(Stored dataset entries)
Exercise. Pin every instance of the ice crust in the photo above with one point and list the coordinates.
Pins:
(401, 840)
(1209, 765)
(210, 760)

- SHORT EXERCISE
Quote every line of the listing above word for word, keeping each line as it appears.

- ANSWER FOR THIS EXERCISE
Exercise. Pin every instance of the ice crust in the photo above with one point and list the coordinates.
Pins:
(401, 840)
(1209, 765)
(210, 760)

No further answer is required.